PROBLEM:
In the material below, the lines from the one containing "Target: cylindrical glass pendant shade" through the one containing "Could you spot the window" are to be given again exactly, ends included, and no others.

+ + + +

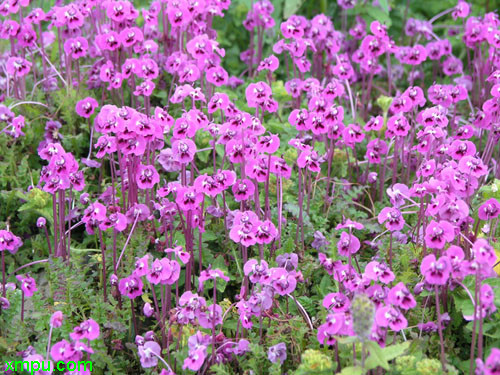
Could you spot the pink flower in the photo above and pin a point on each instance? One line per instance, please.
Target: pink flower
(130, 286)
(76, 47)
(56, 319)
(270, 63)
(484, 253)
(336, 302)
(348, 244)
(392, 217)
(146, 176)
(374, 123)
(243, 190)
(28, 285)
(131, 36)
(401, 297)
(89, 329)
(438, 233)
(489, 210)
(258, 272)
(148, 354)
(195, 359)
(462, 10)
(85, 107)
(218, 101)
(283, 282)
(188, 198)
(18, 67)
(390, 317)
(265, 232)
(309, 159)
(9, 242)
(436, 272)
(145, 88)
(332, 326)
(257, 94)
(183, 150)
(217, 76)
(277, 353)
(243, 233)
(379, 272)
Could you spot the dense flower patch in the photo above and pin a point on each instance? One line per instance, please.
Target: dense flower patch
(334, 207)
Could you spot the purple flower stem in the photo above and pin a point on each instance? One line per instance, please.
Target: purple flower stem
(103, 256)
(440, 328)
(127, 241)
(56, 229)
(4, 291)
(134, 320)
(22, 305)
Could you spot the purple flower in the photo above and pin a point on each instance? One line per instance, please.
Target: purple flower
(401, 297)
(146, 176)
(89, 329)
(18, 67)
(130, 286)
(183, 150)
(28, 285)
(348, 244)
(277, 353)
(438, 233)
(320, 241)
(148, 354)
(390, 317)
(489, 210)
(257, 272)
(283, 282)
(379, 272)
(195, 359)
(86, 107)
(337, 302)
(436, 272)
(392, 217)
(56, 319)
(147, 310)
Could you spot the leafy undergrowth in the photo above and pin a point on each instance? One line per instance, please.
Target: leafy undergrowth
(287, 187)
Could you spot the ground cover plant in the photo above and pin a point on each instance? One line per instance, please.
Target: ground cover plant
(250, 187)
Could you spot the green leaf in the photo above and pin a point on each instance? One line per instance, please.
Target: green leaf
(381, 356)
(378, 14)
(385, 6)
(291, 7)
(376, 357)
(352, 370)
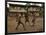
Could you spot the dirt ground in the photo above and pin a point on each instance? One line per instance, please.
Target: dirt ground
(12, 24)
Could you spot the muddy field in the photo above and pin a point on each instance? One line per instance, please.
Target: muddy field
(28, 26)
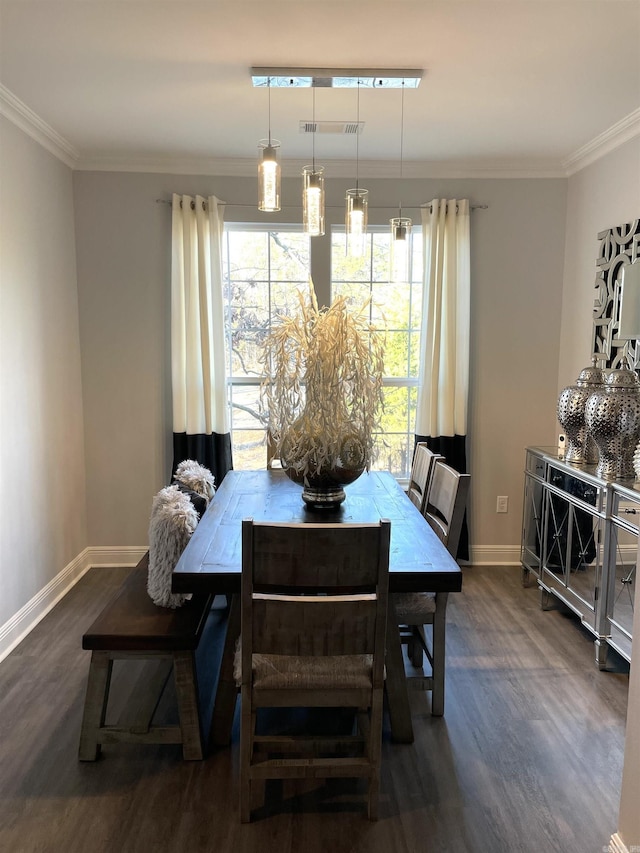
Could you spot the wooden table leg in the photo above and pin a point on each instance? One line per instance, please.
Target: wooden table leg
(226, 691)
(396, 683)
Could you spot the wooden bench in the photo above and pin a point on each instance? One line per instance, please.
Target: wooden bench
(131, 626)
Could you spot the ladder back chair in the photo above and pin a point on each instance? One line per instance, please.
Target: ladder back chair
(444, 509)
(421, 470)
(314, 603)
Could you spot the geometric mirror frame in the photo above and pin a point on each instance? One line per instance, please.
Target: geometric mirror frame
(618, 247)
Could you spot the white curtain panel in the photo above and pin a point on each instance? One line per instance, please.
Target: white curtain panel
(197, 317)
(444, 343)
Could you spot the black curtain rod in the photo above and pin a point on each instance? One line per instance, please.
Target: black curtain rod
(329, 206)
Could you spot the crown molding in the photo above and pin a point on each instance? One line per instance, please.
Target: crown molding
(23, 117)
(619, 133)
(28, 121)
(238, 167)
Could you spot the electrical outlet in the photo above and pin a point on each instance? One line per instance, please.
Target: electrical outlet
(502, 503)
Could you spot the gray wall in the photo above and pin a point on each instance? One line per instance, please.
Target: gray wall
(42, 499)
(603, 195)
(123, 239)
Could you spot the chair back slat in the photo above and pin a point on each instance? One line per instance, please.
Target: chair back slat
(313, 627)
(317, 556)
(445, 504)
(314, 589)
(421, 471)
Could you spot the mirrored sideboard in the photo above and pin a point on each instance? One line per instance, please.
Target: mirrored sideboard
(580, 541)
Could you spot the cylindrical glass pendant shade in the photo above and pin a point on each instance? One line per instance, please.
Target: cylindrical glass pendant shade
(399, 249)
(355, 222)
(269, 175)
(313, 200)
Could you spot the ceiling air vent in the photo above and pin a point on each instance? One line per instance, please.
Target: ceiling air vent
(347, 128)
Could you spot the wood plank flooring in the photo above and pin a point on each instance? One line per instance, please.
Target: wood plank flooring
(528, 756)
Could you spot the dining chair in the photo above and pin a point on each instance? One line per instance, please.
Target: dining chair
(421, 470)
(314, 604)
(444, 508)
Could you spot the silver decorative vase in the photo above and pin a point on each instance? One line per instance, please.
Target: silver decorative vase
(323, 484)
(612, 416)
(581, 448)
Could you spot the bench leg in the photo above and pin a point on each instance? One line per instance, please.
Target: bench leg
(187, 690)
(438, 653)
(95, 705)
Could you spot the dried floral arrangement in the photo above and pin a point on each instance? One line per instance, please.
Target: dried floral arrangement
(322, 389)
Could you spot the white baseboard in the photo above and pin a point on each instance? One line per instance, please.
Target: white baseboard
(25, 620)
(495, 555)
(113, 557)
(617, 845)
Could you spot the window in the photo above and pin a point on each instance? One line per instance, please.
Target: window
(262, 271)
(397, 309)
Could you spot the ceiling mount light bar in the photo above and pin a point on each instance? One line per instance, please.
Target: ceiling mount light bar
(337, 78)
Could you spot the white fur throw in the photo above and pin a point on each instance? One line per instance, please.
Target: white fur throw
(173, 520)
(195, 476)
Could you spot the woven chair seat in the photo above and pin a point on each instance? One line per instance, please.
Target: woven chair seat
(415, 608)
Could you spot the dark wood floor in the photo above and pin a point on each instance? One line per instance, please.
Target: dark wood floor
(527, 758)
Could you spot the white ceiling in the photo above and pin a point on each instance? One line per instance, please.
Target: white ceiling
(509, 85)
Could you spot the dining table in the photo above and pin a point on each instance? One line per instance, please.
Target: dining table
(212, 562)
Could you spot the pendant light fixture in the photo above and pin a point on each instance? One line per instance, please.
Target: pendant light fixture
(269, 170)
(313, 190)
(357, 204)
(400, 226)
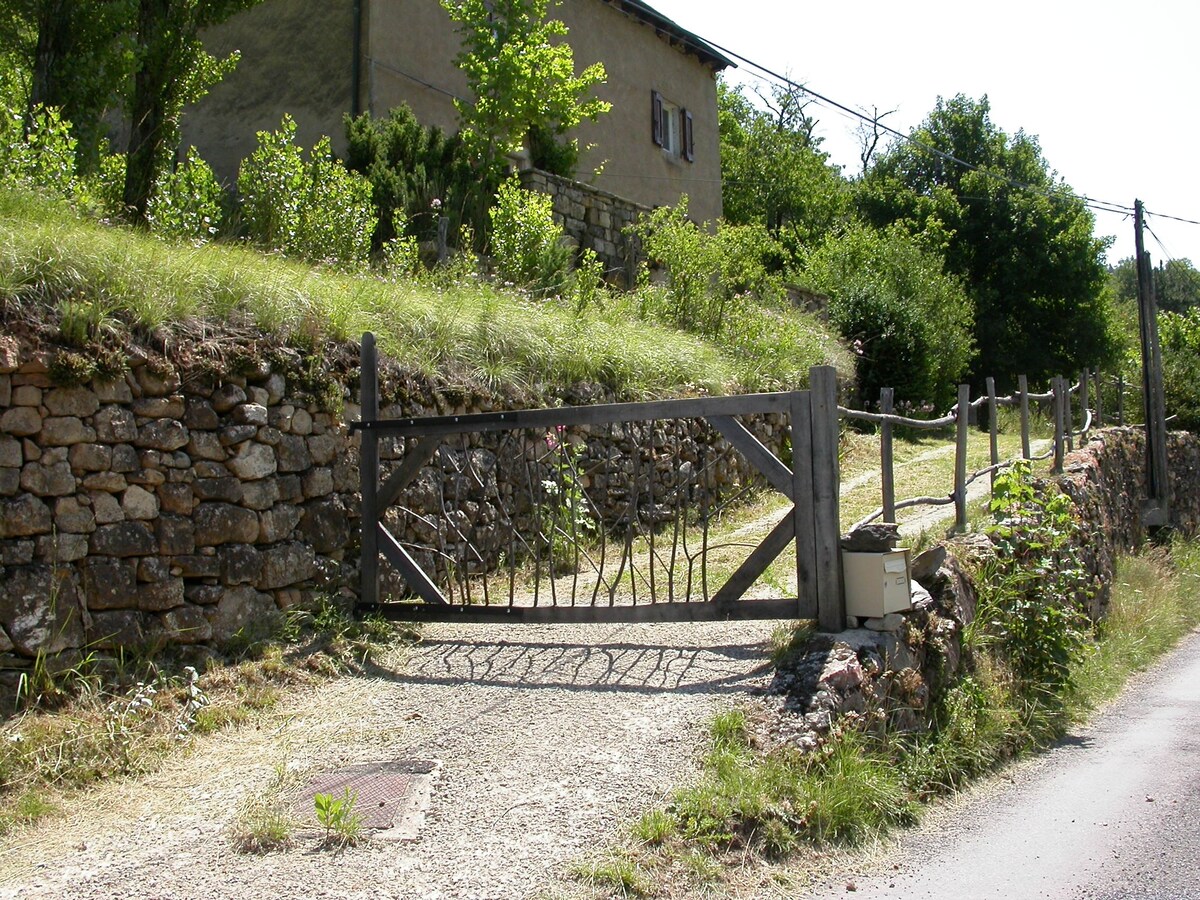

+ + + +

RESULT:
Target: cylindrical glass pendant shade
(399, 249)
(355, 222)
(269, 175)
(313, 200)
Could you spot the ceiling air vent in the photo above and pin a point on each instance? One line per instance, please.
Target: ceiling air vent
(347, 128)
Could you spot the wood plank flooring in the photo above and pin a point on each instance? One line per instance, please.
Target: wood plank flooring
(528, 756)
Could you spot the dining chair in the photo above and pin a point on each instance? One line per instance, please.
Target: dining chair
(421, 470)
(314, 604)
(444, 508)
Could you spot the silver decorative vase in the photo above and pin a point on each instance? One line per instance, please.
Target: silver decorative vase
(323, 484)
(612, 416)
(581, 448)
Could you spot the bench leg in the photo above and pin a point on each instance? One line per instance, please.
Target: bench leg
(187, 690)
(438, 653)
(95, 705)
Could you spot the dried floral arrangement in the photo above and pin a point on each instance? One line per instance, please.
Target: dried floral arrangement
(322, 389)
Could you spot the white baseboard in the photo above and pin a point on each instance? One line per instance, please.
Target: white baseboard
(25, 620)
(495, 555)
(113, 557)
(617, 845)
Could you spot the window in the photo above and pin a point on each instance? One line per instance, please.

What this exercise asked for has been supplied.